### Material ###

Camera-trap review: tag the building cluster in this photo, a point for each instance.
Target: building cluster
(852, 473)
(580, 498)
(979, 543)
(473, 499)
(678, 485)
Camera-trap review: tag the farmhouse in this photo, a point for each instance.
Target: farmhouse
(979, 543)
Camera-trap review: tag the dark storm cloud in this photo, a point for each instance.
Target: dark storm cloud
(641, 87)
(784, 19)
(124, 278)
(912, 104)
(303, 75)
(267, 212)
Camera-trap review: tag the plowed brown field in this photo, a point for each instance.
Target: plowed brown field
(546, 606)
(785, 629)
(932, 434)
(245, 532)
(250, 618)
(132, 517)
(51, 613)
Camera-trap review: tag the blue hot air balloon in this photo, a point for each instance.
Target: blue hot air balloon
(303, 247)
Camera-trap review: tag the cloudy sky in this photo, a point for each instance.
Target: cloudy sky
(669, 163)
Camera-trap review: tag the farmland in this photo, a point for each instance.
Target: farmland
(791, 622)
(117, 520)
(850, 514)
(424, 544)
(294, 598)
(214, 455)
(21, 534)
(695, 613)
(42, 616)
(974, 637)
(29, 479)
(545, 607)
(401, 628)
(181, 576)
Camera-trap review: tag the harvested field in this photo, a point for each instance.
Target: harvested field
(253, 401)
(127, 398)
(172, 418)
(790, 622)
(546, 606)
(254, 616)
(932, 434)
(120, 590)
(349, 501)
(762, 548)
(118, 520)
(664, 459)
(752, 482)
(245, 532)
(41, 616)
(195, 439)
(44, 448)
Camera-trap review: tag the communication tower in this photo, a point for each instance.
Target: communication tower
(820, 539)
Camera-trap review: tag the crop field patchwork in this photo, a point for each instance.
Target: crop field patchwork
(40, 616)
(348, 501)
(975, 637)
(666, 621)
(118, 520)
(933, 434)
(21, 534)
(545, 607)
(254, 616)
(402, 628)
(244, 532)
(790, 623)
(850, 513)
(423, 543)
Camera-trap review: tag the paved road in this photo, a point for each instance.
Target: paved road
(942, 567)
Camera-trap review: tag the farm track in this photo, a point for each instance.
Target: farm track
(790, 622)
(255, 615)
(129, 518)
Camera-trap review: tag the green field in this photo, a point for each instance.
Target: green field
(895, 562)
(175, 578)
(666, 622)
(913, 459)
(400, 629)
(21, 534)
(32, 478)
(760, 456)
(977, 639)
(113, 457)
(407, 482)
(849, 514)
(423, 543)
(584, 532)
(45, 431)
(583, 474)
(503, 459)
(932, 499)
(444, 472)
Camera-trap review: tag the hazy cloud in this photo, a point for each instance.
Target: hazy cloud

###
### Material ###

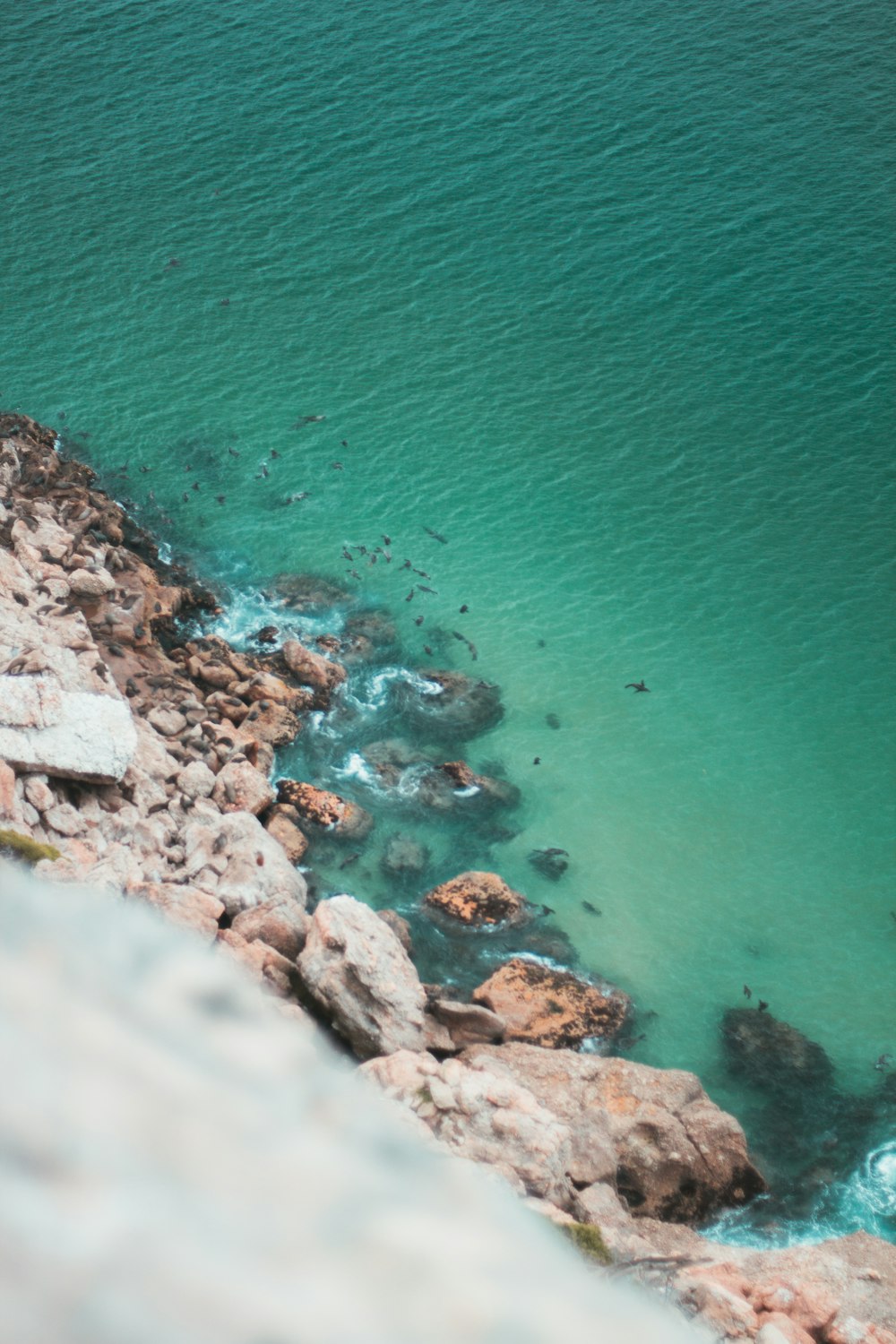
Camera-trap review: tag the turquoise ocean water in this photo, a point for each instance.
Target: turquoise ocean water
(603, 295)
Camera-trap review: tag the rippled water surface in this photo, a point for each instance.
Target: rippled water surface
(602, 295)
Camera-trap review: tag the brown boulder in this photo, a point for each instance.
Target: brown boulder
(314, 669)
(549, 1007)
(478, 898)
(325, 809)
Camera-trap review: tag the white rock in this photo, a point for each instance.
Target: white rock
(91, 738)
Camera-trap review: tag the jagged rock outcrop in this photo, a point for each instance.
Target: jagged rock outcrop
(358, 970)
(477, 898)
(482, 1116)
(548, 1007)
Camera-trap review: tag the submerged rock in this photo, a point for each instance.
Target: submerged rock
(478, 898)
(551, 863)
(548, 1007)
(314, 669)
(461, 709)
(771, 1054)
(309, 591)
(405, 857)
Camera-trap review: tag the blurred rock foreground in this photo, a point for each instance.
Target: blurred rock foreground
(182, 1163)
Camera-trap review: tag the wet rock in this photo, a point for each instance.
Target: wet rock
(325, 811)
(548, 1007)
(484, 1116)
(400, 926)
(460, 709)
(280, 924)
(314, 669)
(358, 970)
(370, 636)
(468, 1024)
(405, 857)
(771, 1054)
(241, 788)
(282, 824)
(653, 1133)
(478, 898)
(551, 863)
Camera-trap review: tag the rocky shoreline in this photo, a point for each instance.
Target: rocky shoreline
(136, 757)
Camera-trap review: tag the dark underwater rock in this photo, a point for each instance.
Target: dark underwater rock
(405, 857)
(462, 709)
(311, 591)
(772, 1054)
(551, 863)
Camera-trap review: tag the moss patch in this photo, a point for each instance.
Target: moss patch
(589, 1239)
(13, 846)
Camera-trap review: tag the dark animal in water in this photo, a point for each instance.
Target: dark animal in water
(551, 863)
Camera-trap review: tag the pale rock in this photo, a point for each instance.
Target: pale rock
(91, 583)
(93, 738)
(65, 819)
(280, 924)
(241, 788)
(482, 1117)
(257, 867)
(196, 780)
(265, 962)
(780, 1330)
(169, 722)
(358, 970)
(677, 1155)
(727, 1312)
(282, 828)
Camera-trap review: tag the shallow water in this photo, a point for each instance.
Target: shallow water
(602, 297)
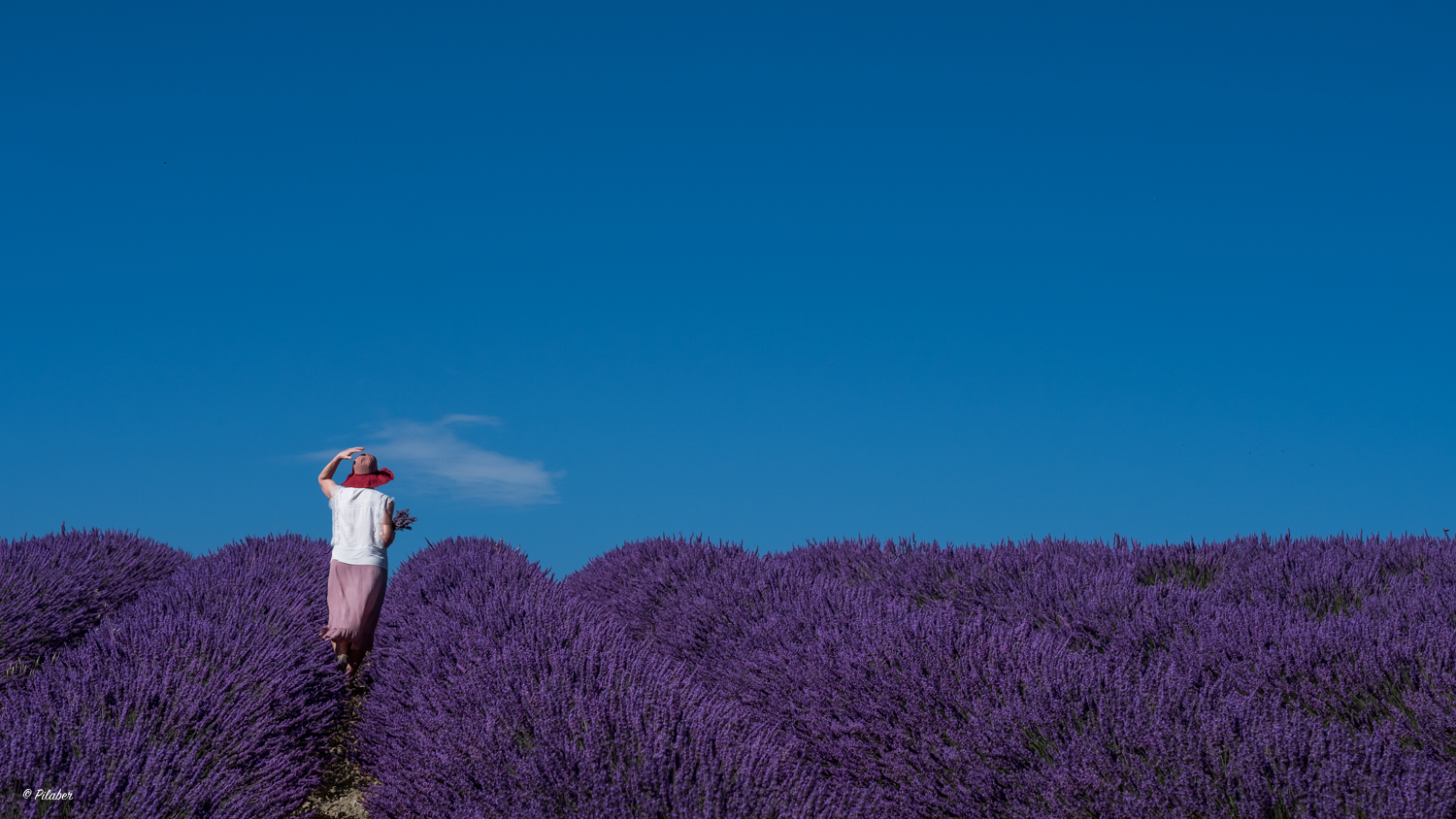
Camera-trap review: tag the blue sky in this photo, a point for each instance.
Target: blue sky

###

▶ [Direction]: Output the records again verbatim, starting at the line that contains "Camera-trap review: tag the pale" and continuing up to and including the line that contains "Target: blue sky". Leave out the pictures.

▶ [Exercise answer]:
Camera-trap review: tag the pale rock in this photo, a point for each instance.
Target: pale rock
(91, 583)
(93, 738)
(65, 819)
(280, 924)
(241, 788)
(482, 1117)
(257, 867)
(196, 780)
(265, 962)
(780, 1330)
(169, 722)
(358, 970)
(677, 1155)
(727, 1312)
(282, 828)
Camera-trap review: tag the shallow water in this photo, a point for each instance.
Target: shallow water
(602, 297)
Camera-trap review: tag the blue sky in this photo, a point for each instance.
Target: blue sky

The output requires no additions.